Exercise input:
_ _ _ _ _

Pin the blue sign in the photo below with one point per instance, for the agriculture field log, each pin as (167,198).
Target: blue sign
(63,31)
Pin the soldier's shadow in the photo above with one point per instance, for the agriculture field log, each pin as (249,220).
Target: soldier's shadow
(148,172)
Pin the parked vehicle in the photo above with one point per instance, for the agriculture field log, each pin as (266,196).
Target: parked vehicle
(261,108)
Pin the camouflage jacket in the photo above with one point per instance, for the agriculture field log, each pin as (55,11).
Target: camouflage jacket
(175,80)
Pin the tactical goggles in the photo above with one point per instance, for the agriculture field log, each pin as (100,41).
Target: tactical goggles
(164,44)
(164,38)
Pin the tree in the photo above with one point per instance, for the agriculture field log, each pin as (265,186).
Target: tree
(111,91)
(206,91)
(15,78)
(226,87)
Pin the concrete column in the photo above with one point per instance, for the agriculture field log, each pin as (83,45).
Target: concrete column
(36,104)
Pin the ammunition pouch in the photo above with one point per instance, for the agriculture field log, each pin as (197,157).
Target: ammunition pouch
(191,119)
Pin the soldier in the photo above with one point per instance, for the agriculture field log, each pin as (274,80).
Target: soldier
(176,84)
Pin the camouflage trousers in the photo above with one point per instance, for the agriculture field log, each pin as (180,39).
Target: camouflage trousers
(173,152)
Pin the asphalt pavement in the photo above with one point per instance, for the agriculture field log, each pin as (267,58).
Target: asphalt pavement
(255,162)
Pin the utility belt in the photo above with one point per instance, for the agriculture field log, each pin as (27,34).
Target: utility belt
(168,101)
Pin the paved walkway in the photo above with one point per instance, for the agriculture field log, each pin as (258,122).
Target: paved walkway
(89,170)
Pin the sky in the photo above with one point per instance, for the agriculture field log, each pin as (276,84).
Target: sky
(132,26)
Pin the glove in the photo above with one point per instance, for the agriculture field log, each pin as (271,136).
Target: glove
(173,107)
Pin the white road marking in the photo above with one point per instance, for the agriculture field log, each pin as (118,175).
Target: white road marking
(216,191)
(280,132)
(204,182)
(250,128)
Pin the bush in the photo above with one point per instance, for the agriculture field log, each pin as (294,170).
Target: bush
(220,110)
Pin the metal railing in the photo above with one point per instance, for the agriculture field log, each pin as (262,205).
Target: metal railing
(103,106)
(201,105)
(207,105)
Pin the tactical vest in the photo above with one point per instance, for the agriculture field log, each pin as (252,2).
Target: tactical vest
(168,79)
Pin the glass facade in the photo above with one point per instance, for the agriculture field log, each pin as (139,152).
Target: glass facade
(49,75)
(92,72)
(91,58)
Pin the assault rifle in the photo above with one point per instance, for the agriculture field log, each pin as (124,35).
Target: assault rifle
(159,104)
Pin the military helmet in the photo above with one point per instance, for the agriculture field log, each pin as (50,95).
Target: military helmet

_ _ _ _ _

Copy every one of the items above word for word, keeping each line as it stands.

Output of the task:
Pin the blue sign in the photo below with one point per instance, for the agriculture field log, each pin as (167,198).
Target: blue sign
(63,31)
Pin the soldier's shadow in the photo above with one point per instance, for the agriculture field log, each pin as (249,220).
Target: soldier's shadow
(148,172)
Pin the parked vehicle in the photo above with one point per instance, for the agriculture field log, each pin as (266,196).
Target: parked vehicle
(261,108)
Pin the camouflage jacket in the photo above with one point per instance, for the agriculture field log, each pin as (55,11).
Target: camouflage jacket
(175,80)
Pin the tactical goggles in the photo above with one point per instance, for the agriculture field log, each pin as (100,41).
Target: tactical goggles
(164,44)
(164,38)
Pin the tree in the photo above with one point per instance, for the agriculture field log, each pin as (265,186).
Target: tree
(111,91)
(206,91)
(15,78)
(226,87)
Pin the concrete column in the photo above with one point per instance, for the agriculture field log, each pin as (83,45).
Target: concrete column
(36,104)
Pin the ammunition pouch in the photo above with one point per instance, for the agriculture field log, each pin as (197,157).
Target: ammunition pouch
(191,119)
Pin the soldier in the photo above with one point per instance, for the agriculture field log, each pin as (274,80).
Target: soldier
(176,84)
Pin the camouflage trousers in the photo above with one point per instance, for the agriculture field log, each pin as (180,39).
Target: camouflage trousers
(173,152)
Pin the asphalt pavement in the photo above with one point per instance, for the agriculture field log, each pin as (267,58).
Target: asphalt pavement
(255,162)
Pin the utility belt in the photo above with one point per instance, for the agriculture field log, each pin as (27,34).
Target: utility belt
(168,101)
Pin the paved walkway in the photo above with one point per instance, for the agriculture field log, each pin as (258,122).
Target: paved walkway
(89,170)
Pin the sky in the photo above with one point per instance, for the agriculture field log, each pin as (276,84).
Target: sky
(132,26)
Pin the glove in the photo above with one point per instance, for the agriculture field log, each pin as (271,136).
Target: glove
(173,107)
Pin the white road marking in the photo above with one point per instance, for the agriculture field log, each pin as (118,175).
Target: white road marking
(216,191)
(280,132)
(204,182)
(250,128)
Pin the bush in the photo above with one point per instance, for the agriculture field log, each pin as (294,170).
Target: bush
(220,110)
Pin the metal railing in the photo above with one point per instance, for the agriculture field log, each pin as (262,205).
Target: metal railing
(103,106)
(201,105)
(207,105)
Pin the tactical vest in the photo above with one point per instance, for the agriculture field log, each pin as (252,2).
Target: tactical vest
(168,79)
Pin the glass facade in the photo above with one point per instance, for the agriculture field log, each pin as (139,152).
Target: glass facade
(49,75)
(92,72)
(91,58)
Pin the assault rifle in the photo above with one point per instance, for the agriculture field log, each pin as (124,35).
Target: assault rifle
(159,104)
Pin the military helmet in the photo above with one point per instance, for the agriculture field log, each pin as (50,95).
Target: military helmet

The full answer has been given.